From the line that holds "# test: identify the racing" down to the last line of the listing below, reproduce each line exactly and nothing more, omitting pictures.
-=-=-
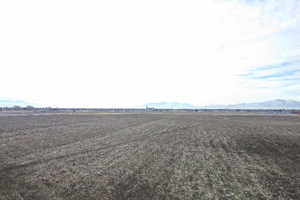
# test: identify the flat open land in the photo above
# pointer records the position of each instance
(143, 156)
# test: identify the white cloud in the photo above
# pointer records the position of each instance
(128, 53)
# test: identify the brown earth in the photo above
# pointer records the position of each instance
(149, 156)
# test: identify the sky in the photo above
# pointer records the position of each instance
(71, 53)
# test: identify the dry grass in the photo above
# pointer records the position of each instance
(149, 156)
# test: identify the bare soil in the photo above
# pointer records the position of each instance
(170, 156)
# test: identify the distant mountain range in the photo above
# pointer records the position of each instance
(273, 104)
(12, 103)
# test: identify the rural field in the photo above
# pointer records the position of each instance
(143, 156)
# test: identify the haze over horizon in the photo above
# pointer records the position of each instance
(125, 54)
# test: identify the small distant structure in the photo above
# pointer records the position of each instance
(149, 109)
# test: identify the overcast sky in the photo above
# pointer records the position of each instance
(71, 53)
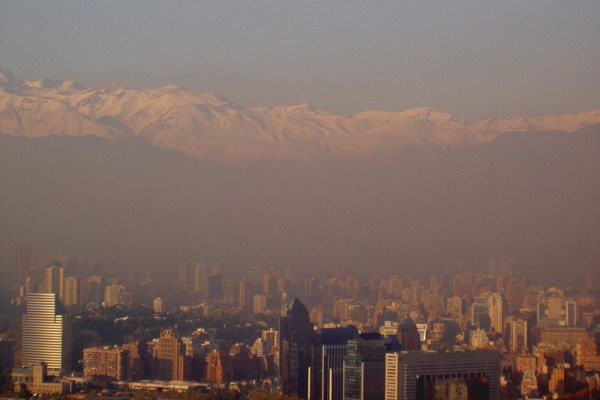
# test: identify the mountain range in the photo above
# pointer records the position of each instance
(157, 177)
(210, 126)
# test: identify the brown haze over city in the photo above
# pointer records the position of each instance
(488, 146)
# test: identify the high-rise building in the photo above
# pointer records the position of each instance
(200, 275)
(518, 336)
(170, 361)
(139, 360)
(570, 313)
(45, 333)
(454, 306)
(497, 311)
(351, 287)
(160, 305)
(246, 294)
(295, 340)
(516, 292)
(112, 295)
(71, 292)
(408, 335)
(183, 275)
(327, 366)
(218, 367)
(22, 263)
(428, 375)
(259, 304)
(364, 368)
(479, 308)
(557, 382)
(7, 355)
(214, 287)
(109, 362)
(55, 280)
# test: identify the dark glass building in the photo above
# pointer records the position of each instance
(326, 378)
(295, 342)
(364, 368)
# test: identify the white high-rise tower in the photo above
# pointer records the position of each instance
(45, 333)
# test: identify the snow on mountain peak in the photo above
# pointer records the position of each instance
(6, 75)
(298, 107)
(210, 125)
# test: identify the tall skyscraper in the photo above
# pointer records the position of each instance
(497, 312)
(420, 375)
(218, 367)
(479, 308)
(170, 361)
(55, 275)
(246, 294)
(295, 339)
(408, 335)
(200, 275)
(327, 366)
(214, 287)
(45, 333)
(71, 292)
(364, 368)
(183, 275)
(518, 336)
(22, 263)
(516, 292)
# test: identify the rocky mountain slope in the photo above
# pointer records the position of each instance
(210, 126)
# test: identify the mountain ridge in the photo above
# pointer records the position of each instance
(210, 126)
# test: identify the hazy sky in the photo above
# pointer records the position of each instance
(475, 59)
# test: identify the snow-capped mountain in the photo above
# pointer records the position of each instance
(211, 126)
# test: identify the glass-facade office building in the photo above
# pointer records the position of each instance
(45, 333)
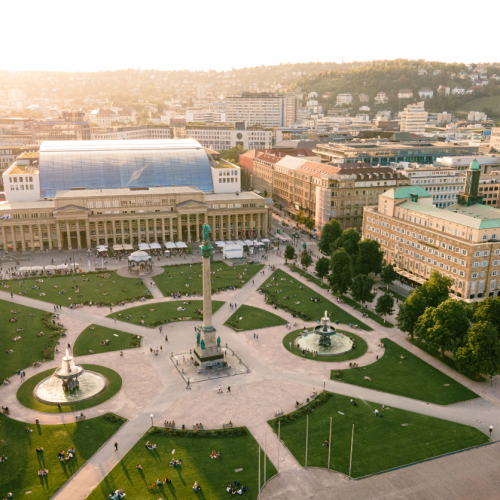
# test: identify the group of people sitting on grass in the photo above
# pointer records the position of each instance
(236, 487)
(116, 495)
(62, 455)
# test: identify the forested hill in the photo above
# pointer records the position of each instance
(392, 76)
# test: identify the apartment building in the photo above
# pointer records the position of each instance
(414, 118)
(461, 241)
(324, 192)
(380, 152)
(268, 110)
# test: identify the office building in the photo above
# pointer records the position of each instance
(461, 241)
(414, 118)
(117, 193)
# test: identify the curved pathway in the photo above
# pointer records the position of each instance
(277, 378)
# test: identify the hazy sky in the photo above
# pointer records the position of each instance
(93, 35)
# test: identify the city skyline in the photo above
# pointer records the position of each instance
(114, 35)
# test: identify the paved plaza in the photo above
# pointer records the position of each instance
(275, 379)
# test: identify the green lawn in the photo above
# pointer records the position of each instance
(175, 278)
(277, 290)
(105, 288)
(26, 398)
(358, 351)
(19, 473)
(448, 361)
(93, 335)
(360, 309)
(410, 377)
(237, 452)
(398, 438)
(30, 347)
(164, 312)
(251, 318)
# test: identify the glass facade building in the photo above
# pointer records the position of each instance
(123, 164)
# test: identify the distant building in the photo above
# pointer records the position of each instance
(405, 94)
(414, 119)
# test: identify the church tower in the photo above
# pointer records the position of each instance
(470, 195)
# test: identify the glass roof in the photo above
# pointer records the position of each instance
(122, 164)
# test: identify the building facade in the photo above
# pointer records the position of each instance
(461, 241)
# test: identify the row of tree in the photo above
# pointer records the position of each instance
(469, 331)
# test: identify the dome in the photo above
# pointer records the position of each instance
(139, 255)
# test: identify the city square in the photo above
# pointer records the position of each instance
(330, 425)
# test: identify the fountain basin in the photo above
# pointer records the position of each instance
(51, 390)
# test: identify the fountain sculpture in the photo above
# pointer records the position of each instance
(69, 384)
(325, 340)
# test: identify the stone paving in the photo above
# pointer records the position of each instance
(277, 378)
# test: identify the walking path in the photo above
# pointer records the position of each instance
(277, 378)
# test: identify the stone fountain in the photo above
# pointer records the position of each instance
(325, 340)
(70, 383)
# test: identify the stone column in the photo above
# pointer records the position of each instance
(23, 243)
(78, 236)
(87, 233)
(68, 232)
(40, 236)
(32, 239)
(49, 234)
(59, 237)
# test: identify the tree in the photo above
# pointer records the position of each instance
(488, 310)
(361, 288)
(322, 267)
(331, 232)
(481, 352)
(410, 311)
(310, 224)
(444, 327)
(385, 305)
(289, 253)
(388, 275)
(306, 259)
(341, 275)
(349, 241)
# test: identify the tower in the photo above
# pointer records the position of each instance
(470, 195)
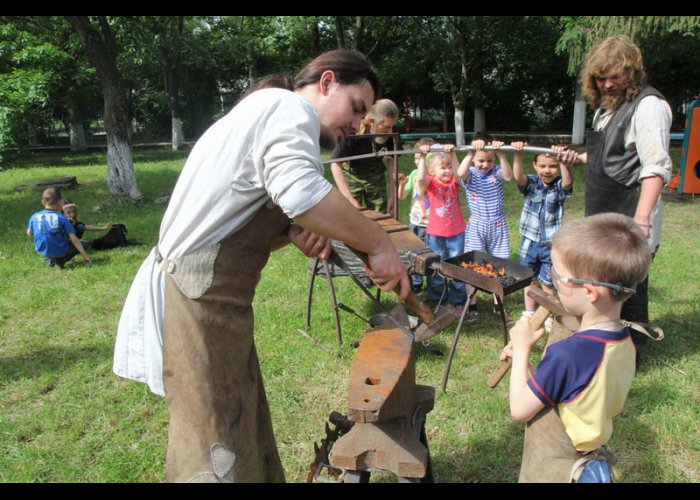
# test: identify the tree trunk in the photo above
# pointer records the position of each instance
(479, 119)
(478, 83)
(578, 134)
(315, 38)
(172, 85)
(340, 32)
(359, 28)
(100, 47)
(75, 125)
(169, 55)
(459, 125)
(177, 133)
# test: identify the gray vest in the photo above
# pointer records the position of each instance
(619, 163)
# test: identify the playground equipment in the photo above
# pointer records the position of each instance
(689, 175)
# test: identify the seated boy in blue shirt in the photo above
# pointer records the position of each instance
(52, 232)
(582, 382)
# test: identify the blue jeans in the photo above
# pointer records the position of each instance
(538, 257)
(446, 248)
(596, 471)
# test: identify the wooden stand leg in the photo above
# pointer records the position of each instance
(456, 338)
(499, 302)
(339, 335)
(311, 293)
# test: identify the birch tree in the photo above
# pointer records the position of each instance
(98, 40)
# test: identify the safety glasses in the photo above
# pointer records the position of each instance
(615, 287)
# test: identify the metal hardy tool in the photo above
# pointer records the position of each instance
(437, 148)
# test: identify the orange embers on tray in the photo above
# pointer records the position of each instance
(486, 270)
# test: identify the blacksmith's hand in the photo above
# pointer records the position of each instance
(387, 271)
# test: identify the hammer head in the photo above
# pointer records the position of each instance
(553, 305)
(445, 317)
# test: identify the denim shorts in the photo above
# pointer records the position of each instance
(538, 257)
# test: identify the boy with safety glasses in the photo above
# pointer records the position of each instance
(582, 382)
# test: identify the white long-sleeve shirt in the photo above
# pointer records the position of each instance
(265, 148)
(650, 133)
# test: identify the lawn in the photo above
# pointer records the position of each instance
(67, 418)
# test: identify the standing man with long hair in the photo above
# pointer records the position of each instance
(627, 150)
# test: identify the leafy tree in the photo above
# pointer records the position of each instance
(661, 38)
(99, 41)
(42, 77)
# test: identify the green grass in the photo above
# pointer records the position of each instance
(66, 418)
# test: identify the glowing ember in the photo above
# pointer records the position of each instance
(486, 270)
(489, 270)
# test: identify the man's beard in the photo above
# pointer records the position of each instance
(613, 101)
(328, 140)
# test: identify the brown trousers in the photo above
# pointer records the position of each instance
(548, 454)
(220, 428)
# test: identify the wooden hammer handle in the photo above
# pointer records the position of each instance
(536, 322)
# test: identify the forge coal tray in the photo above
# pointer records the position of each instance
(516, 277)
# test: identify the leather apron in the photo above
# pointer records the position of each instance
(220, 428)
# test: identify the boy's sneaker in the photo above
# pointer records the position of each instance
(473, 315)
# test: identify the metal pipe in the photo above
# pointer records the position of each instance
(438, 148)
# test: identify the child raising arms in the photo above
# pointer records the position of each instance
(582, 382)
(543, 214)
(445, 230)
(418, 216)
(487, 229)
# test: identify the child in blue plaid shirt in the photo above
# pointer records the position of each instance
(543, 214)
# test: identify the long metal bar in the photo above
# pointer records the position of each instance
(380, 154)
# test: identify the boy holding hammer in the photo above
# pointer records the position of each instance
(582, 382)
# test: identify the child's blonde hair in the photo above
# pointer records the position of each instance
(608, 247)
(438, 159)
(383, 108)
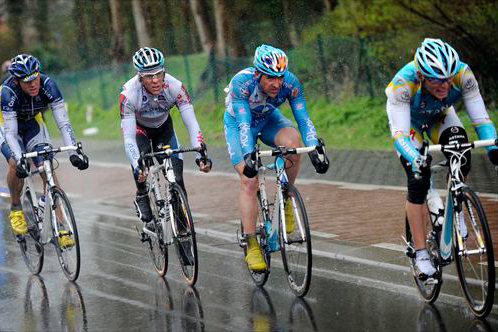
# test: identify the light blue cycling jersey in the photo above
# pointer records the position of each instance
(411, 106)
(249, 105)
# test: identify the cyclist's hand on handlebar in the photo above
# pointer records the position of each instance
(493, 156)
(204, 164)
(79, 163)
(139, 174)
(21, 170)
(250, 169)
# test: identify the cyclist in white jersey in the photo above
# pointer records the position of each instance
(145, 104)
(421, 97)
(252, 101)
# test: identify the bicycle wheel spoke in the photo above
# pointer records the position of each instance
(185, 243)
(475, 260)
(296, 250)
(31, 248)
(65, 238)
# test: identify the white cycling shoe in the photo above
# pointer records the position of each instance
(424, 265)
(436, 207)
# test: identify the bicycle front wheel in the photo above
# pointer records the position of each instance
(475, 260)
(156, 244)
(31, 248)
(296, 251)
(185, 243)
(65, 234)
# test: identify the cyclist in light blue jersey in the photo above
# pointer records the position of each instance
(422, 94)
(252, 101)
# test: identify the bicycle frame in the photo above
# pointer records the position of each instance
(170, 232)
(165, 217)
(454, 189)
(278, 166)
(46, 168)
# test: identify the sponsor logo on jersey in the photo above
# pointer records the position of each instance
(245, 130)
(295, 92)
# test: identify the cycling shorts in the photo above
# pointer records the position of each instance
(268, 126)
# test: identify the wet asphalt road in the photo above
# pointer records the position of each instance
(119, 290)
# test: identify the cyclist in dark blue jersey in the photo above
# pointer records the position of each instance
(252, 101)
(24, 96)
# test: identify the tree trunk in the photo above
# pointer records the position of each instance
(41, 22)
(139, 18)
(117, 51)
(221, 26)
(202, 23)
(289, 25)
(81, 32)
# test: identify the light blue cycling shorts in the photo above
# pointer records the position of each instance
(267, 125)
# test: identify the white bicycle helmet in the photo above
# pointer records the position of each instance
(436, 59)
(147, 59)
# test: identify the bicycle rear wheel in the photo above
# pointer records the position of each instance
(65, 234)
(157, 246)
(185, 243)
(475, 260)
(429, 289)
(296, 251)
(31, 248)
(260, 277)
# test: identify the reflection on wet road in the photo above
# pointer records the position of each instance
(118, 289)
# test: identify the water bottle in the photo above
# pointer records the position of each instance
(41, 210)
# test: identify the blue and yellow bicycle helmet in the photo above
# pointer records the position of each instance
(270, 60)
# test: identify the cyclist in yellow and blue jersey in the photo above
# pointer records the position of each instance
(422, 95)
(253, 97)
(24, 95)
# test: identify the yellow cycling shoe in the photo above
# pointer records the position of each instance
(290, 220)
(254, 259)
(65, 239)
(18, 222)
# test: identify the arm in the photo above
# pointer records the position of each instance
(298, 106)
(129, 128)
(476, 110)
(398, 112)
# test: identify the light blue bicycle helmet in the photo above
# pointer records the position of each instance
(147, 59)
(25, 67)
(270, 60)
(436, 59)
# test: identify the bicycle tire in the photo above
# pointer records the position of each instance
(260, 277)
(428, 290)
(69, 257)
(478, 292)
(296, 253)
(31, 248)
(158, 249)
(185, 241)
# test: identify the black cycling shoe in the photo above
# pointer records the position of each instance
(185, 251)
(142, 207)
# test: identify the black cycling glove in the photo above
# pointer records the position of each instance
(321, 166)
(77, 162)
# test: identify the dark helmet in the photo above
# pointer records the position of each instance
(25, 67)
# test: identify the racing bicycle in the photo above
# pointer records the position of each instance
(55, 222)
(274, 234)
(172, 220)
(473, 251)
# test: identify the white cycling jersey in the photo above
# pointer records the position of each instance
(138, 106)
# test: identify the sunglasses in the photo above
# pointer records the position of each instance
(150, 77)
(437, 80)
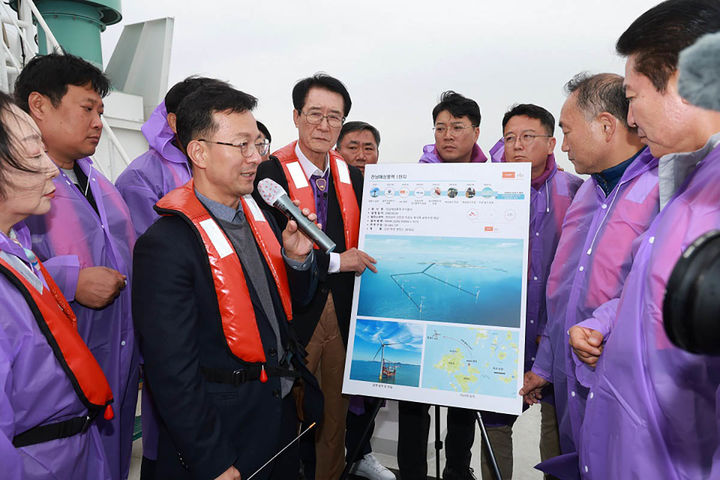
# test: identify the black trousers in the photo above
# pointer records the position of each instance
(413, 430)
(355, 426)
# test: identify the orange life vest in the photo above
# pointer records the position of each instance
(236, 308)
(58, 324)
(300, 189)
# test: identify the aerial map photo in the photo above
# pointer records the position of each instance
(419, 278)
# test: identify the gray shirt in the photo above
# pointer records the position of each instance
(235, 225)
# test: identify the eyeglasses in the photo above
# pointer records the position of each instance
(455, 129)
(525, 138)
(262, 147)
(316, 118)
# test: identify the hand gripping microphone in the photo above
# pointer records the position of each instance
(275, 196)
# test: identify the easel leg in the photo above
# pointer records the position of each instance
(486, 441)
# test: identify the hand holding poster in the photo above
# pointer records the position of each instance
(443, 320)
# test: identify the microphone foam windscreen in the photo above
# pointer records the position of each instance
(699, 68)
(270, 190)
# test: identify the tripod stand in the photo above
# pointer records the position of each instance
(438, 444)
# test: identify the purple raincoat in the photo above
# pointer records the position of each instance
(430, 155)
(593, 258)
(154, 173)
(550, 197)
(34, 390)
(145, 181)
(653, 408)
(72, 236)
-=-=-
# Output for this task
# test: identify the racing bicycle in the photo above
# pointer records the position of each instance
(55, 222)
(274, 234)
(172, 220)
(473, 251)
# test: identify the white cycling jersey in the photo above
# pointer records the position of each instance
(138, 106)
# test: identify the sunglasses in the photo above
# pointer records the position of each instance
(150, 77)
(437, 80)
# test: identify the black trousers in the photo above
# pointer records the position of each instance
(413, 430)
(355, 426)
# test: identify the orange life vest in the photo above
# pointer records the position of each instance
(236, 308)
(58, 324)
(300, 189)
# test: identify the aerial map photo in the photo above
# pointer records the position of each instance
(419, 278)
# test: identify the gray shirt in the photo above
# pointer records the position of each instance
(235, 225)
# test: identify the eyeglasses in the photo above
# pointer records the position of each instance
(455, 129)
(525, 138)
(262, 147)
(316, 118)
# test: identify the hand gripping microphone in the photo above
# pointer records the position of each instance
(275, 196)
# test: identify the easel leg in the photo above
# pointer records the position of each instance
(486, 441)
# test: identify the hand holding poster in the photo above
# pointer records the position of each instance
(443, 320)
# test: identify the microphone foam windscreen in the photo above
# pointer records the position of each instance
(699, 68)
(270, 190)
# test: identify the tripod stand in the photo above
# pointer records the position of each instance
(438, 444)
# test: identify the purple raincoat in the photo above
# pointer records the position of each instance
(430, 155)
(593, 258)
(154, 173)
(550, 197)
(34, 390)
(145, 181)
(653, 408)
(72, 236)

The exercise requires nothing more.